[Rows from a box labeling dataset]

··········

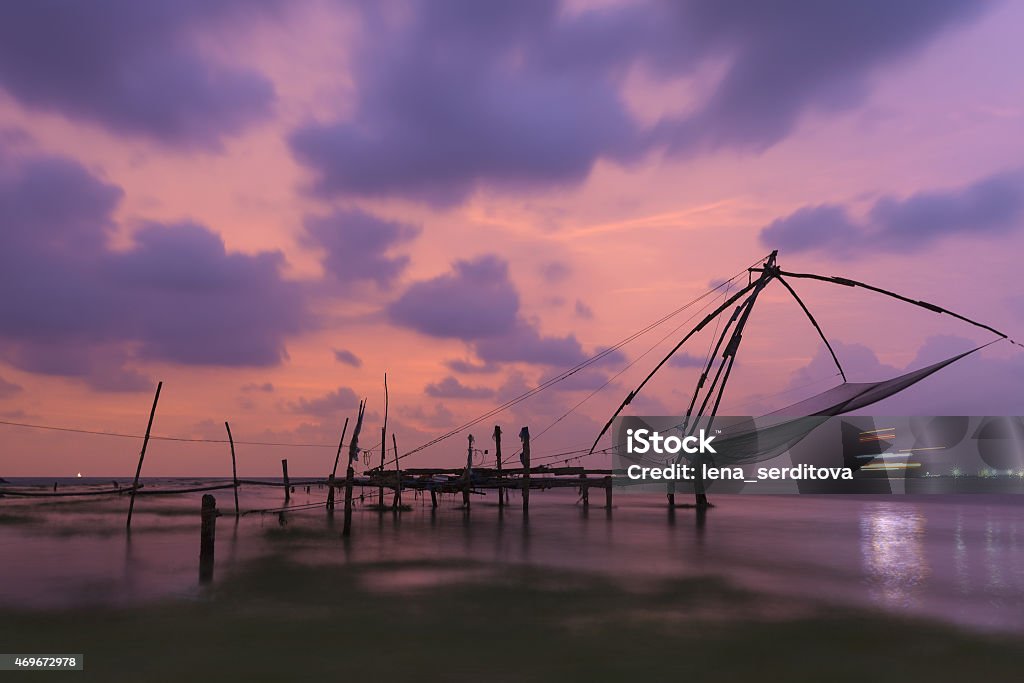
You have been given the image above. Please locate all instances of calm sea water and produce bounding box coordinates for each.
[0,479,1024,632]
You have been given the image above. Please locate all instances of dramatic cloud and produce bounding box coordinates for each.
[475,319,588,368]
[290,0,987,204]
[444,358,500,375]
[761,170,1024,257]
[0,377,22,399]
[657,0,990,153]
[305,210,420,289]
[574,299,594,321]
[423,375,495,398]
[290,387,359,418]
[389,255,606,366]
[334,348,362,368]
[389,255,519,341]
[0,157,313,390]
[669,351,708,369]
[540,261,572,285]
[0,0,274,148]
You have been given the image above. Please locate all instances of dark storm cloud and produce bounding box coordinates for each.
[389,254,610,367]
[0,0,274,148]
[304,210,420,289]
[290,0,987,204]
[423,375,495,398]
[0,152,313,390]
[761,170,1024,257]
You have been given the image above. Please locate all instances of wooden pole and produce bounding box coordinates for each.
[327,418,348,510]
[462,434,473,510]
[391,433,401,510]
[125,382,164,529]
[281,458,292,503]
[519,427,529,517]
[377,373,388,510]
[495,425,505,508]
[224,421,239,519]
[341,399,367,537]
[199,494,217,584]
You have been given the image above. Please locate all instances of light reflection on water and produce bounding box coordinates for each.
[0,487,1024,631]
[860,503,933,607]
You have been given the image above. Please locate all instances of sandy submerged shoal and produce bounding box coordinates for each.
[0,554,1024,683]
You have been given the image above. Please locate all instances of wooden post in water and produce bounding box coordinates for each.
[462,434,473,510]
[377,373,388,510]
[391,433,401,510]
[224,420,239,519]
[519,427,529,517]
[199,494,217,584]
[281,458,292,503]
[327,418,348,511]
[125,382,164,530]
[341,399,367,537]
[495,425,505,508]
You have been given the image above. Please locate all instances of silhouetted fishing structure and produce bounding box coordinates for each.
[0,251,1021,557]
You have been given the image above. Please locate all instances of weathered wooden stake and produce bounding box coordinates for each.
[224,421,239,519]
[327,418,348,511]
[125,382,164,529]
[199,494,217,584]
[391,434,401,510]
[495,425,505,508]
[519,427,529,517]
[281,458,292,503]
[341,399,367,537]
[377,373,388,510]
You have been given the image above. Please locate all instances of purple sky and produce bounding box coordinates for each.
[0,0,1024,476]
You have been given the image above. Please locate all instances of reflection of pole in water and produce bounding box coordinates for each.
[860,503,931,606]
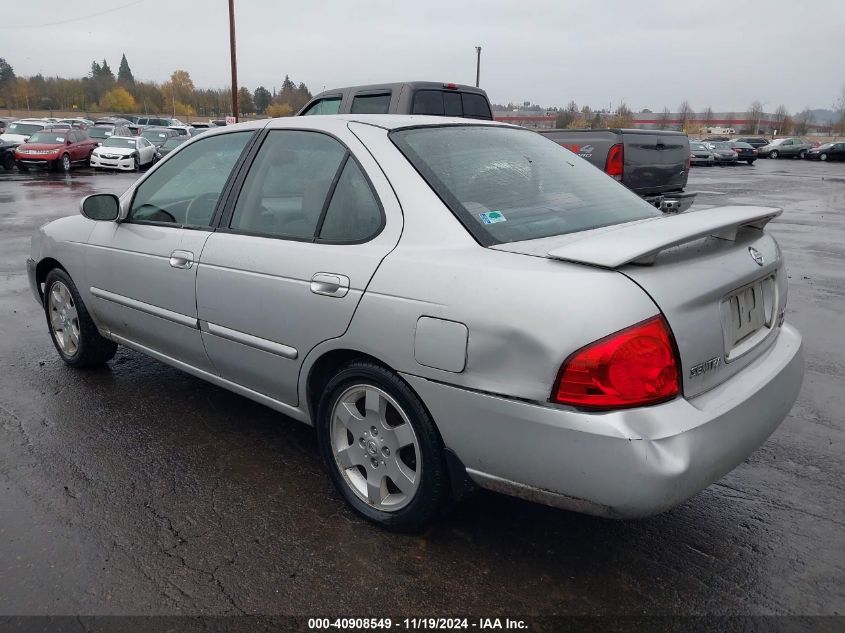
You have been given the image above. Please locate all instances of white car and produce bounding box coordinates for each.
[91,136,156,171]
[0,119,49,143]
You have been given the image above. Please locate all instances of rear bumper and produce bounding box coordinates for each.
[405,325,804,518]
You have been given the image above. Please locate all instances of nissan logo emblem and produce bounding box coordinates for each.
[748,246,763,266]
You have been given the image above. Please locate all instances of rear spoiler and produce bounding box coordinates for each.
[548,206,783,268]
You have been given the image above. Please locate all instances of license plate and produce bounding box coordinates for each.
[722,277,775,360]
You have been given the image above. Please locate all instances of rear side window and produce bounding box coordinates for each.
[390,125,661,245]
[319,158,382,242]
[229,130,346,240]
[411,90,493,119]
[350,92,390,114]
[302,96,340,116]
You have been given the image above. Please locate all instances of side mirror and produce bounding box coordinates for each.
[79,193,120,222]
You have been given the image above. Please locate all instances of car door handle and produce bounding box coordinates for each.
[170,251,194,268]
[311,273,349,297]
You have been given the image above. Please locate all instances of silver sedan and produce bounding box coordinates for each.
[27,115,803,530]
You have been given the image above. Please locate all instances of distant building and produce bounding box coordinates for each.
[493,110,831,135]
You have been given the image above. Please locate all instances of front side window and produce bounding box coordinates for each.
[390,125,661,245]
[302,96,340,116]
[227,130,346,240]
[350,92,390,114]
[129,132,253,226]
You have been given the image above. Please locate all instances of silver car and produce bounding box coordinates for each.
[27,115,803,530]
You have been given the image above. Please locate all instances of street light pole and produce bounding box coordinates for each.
[229,0,238,123]
[475,46,481,88]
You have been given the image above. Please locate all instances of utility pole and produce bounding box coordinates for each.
[229,0,238,123]
[475,46,481,88]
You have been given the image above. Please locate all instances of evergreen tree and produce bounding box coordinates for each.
[252,86,273,112]
[117,53,135,86]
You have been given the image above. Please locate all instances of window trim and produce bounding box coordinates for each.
[349,90,393,114]
[215,127,387,246]
[125,130,259,233]
[297,92,343,116]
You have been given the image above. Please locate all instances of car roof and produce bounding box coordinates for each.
[312,81,487,100]
[266,114,502,130]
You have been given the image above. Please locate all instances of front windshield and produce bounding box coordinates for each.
[390,125,661,245]
[29,132,66,145]
[6,123,44,136]
[87,127,111,138]
[103,136,135,149]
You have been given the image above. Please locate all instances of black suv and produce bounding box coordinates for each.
[297,81,493,121]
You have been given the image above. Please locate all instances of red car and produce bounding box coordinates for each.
[15,128,97,171]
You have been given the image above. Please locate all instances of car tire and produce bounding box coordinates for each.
[316,361,449,532]
[44,268,117,369]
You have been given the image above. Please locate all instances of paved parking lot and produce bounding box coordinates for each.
[0,160,845,615]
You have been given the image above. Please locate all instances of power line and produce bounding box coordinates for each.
[0,0,150,30]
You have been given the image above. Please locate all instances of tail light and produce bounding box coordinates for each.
[604,143,625,181]
[551,315,680,409]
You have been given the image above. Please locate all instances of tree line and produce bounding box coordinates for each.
[0,54,312,117]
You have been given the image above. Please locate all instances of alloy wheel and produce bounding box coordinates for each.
[330,384,422,512]
[47,281,79,356]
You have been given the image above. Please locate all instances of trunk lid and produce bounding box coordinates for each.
[491,206,786,397]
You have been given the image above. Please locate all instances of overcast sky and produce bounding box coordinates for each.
[6,0,845,112]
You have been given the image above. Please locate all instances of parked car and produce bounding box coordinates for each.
[94,116,132,126]
[90,136,158,171]
[725,141,757,165]
[757,138,813,158]
[689,140,716,167]
[135,116,185,127]
[158,136,190,157]
[0,119,49,144]
[538,129,695,211]
[15,128,96,172]
[707,141,739,165]
[736,136,769,149]
[804,141,845,161]
[298,81,493,120]
[27,116,803,530]
[85,124,132,145]
[0,138,20,171]
[59,118,94,130]
[141,127,179,149]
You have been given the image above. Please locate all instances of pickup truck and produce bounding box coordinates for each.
[538,129,695,213]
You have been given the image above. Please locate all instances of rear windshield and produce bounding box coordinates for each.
[390,125,660,245]
[103,136,135,149]
[6,123,44,134]
[29,132,66,145]
[86,127,114,138]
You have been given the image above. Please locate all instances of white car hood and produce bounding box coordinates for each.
[94,145,137,156]
[0,133,30,143]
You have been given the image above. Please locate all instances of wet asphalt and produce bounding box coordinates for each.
[0,160,845,616]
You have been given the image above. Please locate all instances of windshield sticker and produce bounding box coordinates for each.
[478,211,508,224]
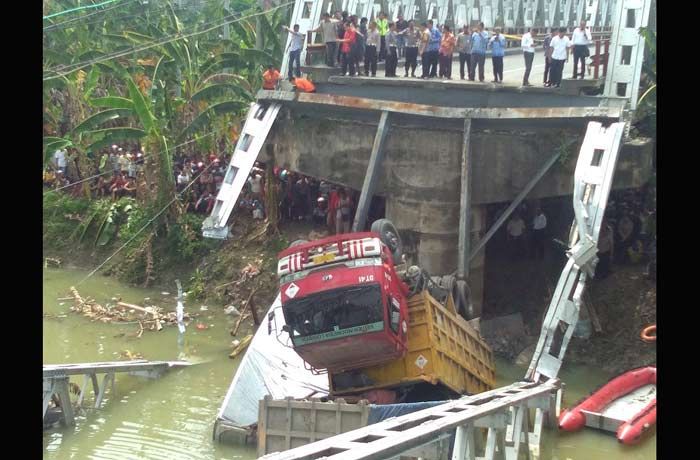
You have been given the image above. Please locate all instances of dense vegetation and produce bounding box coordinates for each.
[43,0,291,283]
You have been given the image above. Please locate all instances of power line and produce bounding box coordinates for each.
[44,0,142,31]
[44,0,222,32]
[78,163,214,284]
[43,1,294,81]
[44,0,127,20]
[44,2,270,75]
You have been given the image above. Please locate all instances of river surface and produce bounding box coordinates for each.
[43,269,656,460]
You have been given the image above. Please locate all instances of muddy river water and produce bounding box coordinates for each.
[43,269,656,460]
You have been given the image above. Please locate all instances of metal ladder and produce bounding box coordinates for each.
[202,102,281,240]
[262,379,560,460]
[525,122,625,381]
[43,359,191,425]
[256,122,625,460]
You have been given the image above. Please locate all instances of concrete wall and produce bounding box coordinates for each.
[268,114,652,278]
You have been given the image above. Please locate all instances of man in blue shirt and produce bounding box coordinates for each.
[469,22,489,83]
[282,24,305,80]
[489,27,506,83]
[422,20,442,78]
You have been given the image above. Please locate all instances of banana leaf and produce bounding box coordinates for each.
[176,100,249,144]
[86,128,146,152]
[126,78,155,133]
[89,96,134,110]
[73,109,134,134]
[191,83,254,102]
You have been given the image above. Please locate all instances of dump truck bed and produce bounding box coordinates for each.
[329,290,496,395]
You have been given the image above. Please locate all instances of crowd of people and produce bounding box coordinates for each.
[44,141,383,234]
[506,190,656,279]
[43,145,144,200]
[276,11,592,89]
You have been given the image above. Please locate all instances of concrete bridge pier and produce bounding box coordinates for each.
[386,195,487,316]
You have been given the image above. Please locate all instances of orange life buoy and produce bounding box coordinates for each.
[639,324,656,343]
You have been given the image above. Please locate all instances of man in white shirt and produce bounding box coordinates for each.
[53,150,67,171]
[311,13,338,67]
[571,21,591,80]
[283,24,304,80]
[550,27,571,88]
[532,208,547,259]
[248,174,263,200]
[520,29,537,86]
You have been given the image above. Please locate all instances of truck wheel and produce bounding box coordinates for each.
[453,280,475,321]
[371,219,403,265]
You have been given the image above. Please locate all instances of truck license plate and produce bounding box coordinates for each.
[311,253,335,264]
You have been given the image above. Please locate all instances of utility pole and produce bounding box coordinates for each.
[224,0,231,40]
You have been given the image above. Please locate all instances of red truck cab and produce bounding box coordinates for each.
[277,232,408,372]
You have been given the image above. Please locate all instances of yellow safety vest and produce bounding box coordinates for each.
[377,19,389,37]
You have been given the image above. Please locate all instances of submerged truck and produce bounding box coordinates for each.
[270,219,495,403]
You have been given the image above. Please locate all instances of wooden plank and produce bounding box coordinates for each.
[54,377,75,426]
[43,360,192,377]
[457,118,472,280]
[266,380,559,460]
[352,111,390,232]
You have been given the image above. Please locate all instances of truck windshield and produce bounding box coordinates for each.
[282,284,384,345]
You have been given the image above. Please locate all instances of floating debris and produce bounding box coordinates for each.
[224,305,241,316]
[44,257,61,268]
[228,334,253,359]
[70,287,194,337]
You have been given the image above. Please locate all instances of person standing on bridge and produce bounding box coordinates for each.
[365,21,379,77]
[384,22,399,77]
[440,25,457,80]
[311,13,338,67]
[457,24,472,80]
[377,11,389,62]
[571,21,591,80]
[489,27,506,83]
[520,29,537,86]
[338,21,357,77]
[263,63,280,91]
[399,21,421,77]
[550,27,571,88]
[469,22,489,83]
[282,24,304,81]
[542,29,552,86]
[396,14,408,58]
[423,19,442,78]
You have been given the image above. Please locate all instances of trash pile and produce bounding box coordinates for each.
[70,286,195,337]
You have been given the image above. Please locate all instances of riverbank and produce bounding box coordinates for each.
[44,194,656,374]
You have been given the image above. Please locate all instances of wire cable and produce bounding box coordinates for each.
[78,163,214,285]
[44,0,122,21]
[44,4,249,75]
[44,0,142,31]
[43,2,294,81]
[44,2,258,74]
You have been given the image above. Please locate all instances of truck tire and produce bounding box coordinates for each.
[440,275,474,320]
[454,280,476,321]
[371,219,403,265]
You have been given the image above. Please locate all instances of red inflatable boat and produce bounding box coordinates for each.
[559,366,656,444]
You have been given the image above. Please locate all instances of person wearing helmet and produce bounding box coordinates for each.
[312,196,328,225]
[292,77,316,93]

··········

- [Stated task]:
Pull out every line of the rows above that contains the string "bridge", matching case exactly.

- [Exercise response]:
You have been given the image above. Please locate all instances of concrete bridge pier and produce bounding box coordinates for each.
You have been given the image above. Please locate all instances of person standing on bridge and produce bounding box coordinates for each.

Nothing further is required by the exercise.